-- Task directions --
Starting at the line that contains "Target: tall tree with wide canopy", restate each line word for word through the final line of the data, keeping both ends.

-- Provided entries --
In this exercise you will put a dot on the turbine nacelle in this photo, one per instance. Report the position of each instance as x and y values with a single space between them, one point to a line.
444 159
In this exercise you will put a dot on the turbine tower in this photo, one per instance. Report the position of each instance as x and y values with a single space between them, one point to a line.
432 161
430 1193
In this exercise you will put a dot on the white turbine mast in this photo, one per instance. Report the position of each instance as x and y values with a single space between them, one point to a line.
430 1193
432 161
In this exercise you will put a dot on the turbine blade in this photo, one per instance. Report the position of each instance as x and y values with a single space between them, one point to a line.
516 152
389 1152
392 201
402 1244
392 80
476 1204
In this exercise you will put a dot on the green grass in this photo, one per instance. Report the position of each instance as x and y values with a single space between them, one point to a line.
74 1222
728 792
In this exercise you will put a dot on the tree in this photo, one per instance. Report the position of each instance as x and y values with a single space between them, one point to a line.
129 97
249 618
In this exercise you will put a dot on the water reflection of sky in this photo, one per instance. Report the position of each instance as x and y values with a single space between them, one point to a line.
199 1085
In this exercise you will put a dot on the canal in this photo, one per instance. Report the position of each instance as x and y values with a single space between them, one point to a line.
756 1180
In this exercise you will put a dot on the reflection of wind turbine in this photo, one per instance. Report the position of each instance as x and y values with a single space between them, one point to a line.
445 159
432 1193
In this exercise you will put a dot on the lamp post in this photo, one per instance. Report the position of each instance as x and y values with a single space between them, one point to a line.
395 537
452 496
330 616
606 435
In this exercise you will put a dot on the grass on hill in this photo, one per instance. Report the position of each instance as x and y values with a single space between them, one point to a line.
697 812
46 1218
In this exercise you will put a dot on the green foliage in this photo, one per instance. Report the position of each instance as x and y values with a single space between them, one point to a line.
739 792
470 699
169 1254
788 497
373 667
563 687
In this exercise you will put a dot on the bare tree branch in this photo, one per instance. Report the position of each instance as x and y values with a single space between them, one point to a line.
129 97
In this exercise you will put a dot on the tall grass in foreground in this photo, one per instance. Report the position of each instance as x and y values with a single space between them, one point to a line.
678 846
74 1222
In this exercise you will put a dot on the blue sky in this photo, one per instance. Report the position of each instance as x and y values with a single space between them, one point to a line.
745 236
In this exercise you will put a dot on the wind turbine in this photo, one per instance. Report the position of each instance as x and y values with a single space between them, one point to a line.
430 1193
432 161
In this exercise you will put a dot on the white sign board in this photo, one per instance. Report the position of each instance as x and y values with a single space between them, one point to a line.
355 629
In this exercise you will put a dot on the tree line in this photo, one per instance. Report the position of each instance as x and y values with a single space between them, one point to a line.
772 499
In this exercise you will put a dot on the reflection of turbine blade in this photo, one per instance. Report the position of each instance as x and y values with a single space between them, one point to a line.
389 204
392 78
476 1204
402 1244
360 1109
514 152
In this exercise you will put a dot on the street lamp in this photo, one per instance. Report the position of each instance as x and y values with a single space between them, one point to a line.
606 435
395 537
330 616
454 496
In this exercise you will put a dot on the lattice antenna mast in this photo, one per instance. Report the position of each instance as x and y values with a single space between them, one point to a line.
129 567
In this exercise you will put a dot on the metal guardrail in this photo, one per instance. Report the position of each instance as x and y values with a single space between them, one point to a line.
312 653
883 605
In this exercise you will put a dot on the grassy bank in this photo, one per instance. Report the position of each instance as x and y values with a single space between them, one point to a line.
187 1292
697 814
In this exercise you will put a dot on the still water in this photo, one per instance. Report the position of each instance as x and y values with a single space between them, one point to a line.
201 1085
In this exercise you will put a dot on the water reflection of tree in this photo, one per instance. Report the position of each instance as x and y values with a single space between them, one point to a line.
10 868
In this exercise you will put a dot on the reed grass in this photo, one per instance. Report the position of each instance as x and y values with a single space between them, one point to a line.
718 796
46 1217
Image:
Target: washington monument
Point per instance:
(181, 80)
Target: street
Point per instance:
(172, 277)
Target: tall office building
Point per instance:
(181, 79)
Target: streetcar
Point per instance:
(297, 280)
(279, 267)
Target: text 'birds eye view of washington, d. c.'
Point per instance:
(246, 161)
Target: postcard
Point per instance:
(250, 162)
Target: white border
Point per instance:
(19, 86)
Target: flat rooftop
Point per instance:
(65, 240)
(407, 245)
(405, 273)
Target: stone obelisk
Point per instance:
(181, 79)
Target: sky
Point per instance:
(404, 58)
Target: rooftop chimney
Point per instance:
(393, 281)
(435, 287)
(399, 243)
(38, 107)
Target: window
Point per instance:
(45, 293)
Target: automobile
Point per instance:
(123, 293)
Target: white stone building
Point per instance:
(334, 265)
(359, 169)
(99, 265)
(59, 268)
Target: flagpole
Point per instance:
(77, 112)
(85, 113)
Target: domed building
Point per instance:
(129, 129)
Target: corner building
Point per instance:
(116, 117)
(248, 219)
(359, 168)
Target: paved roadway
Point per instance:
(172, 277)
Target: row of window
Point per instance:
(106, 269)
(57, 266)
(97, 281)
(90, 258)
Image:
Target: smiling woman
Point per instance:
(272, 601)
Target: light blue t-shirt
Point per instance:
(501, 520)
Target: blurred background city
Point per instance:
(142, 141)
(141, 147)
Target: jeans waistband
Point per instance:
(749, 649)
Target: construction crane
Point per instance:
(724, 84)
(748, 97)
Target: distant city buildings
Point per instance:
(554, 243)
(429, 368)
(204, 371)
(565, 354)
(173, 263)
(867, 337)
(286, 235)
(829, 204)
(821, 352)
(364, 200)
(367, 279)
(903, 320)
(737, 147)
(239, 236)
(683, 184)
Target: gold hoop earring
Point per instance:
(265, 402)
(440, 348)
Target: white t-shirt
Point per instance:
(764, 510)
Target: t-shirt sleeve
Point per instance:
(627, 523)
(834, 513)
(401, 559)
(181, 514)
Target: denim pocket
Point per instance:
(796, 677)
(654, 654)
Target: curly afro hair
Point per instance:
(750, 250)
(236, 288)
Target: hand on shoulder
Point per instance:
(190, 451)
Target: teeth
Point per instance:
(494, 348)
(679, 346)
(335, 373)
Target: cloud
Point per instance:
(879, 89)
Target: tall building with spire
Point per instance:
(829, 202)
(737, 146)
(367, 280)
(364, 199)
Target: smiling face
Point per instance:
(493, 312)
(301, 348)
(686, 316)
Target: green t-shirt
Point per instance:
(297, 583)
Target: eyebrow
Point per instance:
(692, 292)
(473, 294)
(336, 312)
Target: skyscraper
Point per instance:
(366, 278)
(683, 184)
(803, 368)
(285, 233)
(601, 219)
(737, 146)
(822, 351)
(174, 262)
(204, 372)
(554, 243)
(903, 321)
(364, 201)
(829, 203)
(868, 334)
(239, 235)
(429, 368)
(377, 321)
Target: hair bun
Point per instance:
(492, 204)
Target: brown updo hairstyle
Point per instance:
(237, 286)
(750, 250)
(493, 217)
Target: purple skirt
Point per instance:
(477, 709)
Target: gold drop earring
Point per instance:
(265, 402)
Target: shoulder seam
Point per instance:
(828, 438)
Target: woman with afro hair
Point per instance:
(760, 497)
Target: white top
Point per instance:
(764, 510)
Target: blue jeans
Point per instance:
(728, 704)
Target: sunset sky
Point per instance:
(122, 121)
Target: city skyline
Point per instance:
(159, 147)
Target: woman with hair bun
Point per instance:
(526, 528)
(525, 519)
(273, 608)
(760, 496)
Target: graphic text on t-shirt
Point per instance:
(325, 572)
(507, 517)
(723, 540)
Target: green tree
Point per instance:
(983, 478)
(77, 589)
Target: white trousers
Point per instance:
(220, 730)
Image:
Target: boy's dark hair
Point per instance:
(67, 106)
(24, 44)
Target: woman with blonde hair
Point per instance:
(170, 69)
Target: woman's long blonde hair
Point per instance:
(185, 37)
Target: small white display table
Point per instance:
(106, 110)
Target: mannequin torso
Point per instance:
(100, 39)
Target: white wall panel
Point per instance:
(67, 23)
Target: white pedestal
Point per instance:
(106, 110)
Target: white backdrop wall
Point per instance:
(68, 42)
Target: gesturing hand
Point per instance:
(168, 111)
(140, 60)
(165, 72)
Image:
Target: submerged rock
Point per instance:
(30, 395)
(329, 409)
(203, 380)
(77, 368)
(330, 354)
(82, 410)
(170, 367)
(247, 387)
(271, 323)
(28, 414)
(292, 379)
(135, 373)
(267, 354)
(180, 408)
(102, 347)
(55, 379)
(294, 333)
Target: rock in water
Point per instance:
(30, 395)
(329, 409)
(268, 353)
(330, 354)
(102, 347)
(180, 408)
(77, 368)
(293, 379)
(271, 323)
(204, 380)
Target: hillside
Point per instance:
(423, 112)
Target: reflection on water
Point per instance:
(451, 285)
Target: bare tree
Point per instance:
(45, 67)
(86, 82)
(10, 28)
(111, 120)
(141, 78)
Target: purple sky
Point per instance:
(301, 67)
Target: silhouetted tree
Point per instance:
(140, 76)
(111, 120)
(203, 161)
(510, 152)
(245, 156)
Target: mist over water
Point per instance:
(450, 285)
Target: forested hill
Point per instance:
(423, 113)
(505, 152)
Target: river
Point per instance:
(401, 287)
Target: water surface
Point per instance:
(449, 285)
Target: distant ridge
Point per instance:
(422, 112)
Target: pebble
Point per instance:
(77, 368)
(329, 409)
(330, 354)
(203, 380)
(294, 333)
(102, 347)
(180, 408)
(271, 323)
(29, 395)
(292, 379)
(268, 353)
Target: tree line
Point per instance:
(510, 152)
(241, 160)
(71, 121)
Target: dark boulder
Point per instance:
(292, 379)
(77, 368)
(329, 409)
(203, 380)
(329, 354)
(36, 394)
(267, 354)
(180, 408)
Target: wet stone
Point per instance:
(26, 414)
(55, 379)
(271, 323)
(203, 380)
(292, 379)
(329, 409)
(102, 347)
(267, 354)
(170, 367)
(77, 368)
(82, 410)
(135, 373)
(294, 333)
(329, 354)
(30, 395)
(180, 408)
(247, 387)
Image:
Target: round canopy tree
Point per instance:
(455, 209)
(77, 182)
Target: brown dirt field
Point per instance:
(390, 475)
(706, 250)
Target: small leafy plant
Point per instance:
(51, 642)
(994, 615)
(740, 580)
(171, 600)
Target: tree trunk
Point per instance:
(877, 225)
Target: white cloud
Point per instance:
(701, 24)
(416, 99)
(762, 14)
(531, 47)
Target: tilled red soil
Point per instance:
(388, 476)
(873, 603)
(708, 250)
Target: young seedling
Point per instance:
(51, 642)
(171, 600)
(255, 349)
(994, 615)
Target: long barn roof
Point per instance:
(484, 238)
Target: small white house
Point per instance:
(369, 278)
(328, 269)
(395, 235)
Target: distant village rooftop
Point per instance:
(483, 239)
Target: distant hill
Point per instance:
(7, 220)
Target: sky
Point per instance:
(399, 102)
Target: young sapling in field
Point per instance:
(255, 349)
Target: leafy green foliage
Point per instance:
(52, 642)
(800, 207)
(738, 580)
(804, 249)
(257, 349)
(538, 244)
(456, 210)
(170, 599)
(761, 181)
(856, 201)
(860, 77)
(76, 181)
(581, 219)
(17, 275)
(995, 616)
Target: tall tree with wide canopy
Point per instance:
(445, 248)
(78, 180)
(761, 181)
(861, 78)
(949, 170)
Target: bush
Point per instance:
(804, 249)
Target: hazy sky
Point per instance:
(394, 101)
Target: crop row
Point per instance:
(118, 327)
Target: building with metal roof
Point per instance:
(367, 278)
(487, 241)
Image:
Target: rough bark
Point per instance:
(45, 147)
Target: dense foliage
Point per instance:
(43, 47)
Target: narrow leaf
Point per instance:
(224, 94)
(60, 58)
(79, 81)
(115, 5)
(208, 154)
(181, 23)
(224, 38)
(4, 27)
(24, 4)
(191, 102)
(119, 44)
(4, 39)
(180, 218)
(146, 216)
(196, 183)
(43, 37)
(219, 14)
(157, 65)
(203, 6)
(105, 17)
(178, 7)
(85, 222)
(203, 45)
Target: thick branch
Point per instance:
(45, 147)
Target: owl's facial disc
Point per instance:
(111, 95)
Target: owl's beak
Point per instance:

-- Response to the exercise --
Target: tall tree with wide canopy
Point per instance:
(445, 248)
(78, 180)
(761, 181)
(861, 78)
(949, 170)
Target: bush
Point per instance:
(804, 249)
Target: hazy sky
Point per instance:
(394, 101)
Target: crop row
Point per instance:
(118, 327)
Target: building with metal roof
Point per instance:
(367, 278)
(487, 241)
Image:
Target: rough bark
Point per instance:
(45, 147)
Target: dense foliage
Point per instance:
(43, 47)
Target: narrow leaf
Point per instance:
(224, 94)
(60, 58)
(79, 81)
(115, 5)
(208, 154)
(181, 23)
(224, 38)
(4, 27)
(24, 4)
(191, 102)
(119, 44)
(4, 39)
(180, 218)
(146, 216)
(196, 183)
(43, 37)
(219, 14)
(157, 65)
(203, 6)
(105, 17)
(178, 7)
(85, 222)
(203, 45)
Target: thick branch
Point per instance:
(45, 147)
Target: owl's facial disc
Point per instance:
(111, 95)
Target: owl's beak
Point per instance:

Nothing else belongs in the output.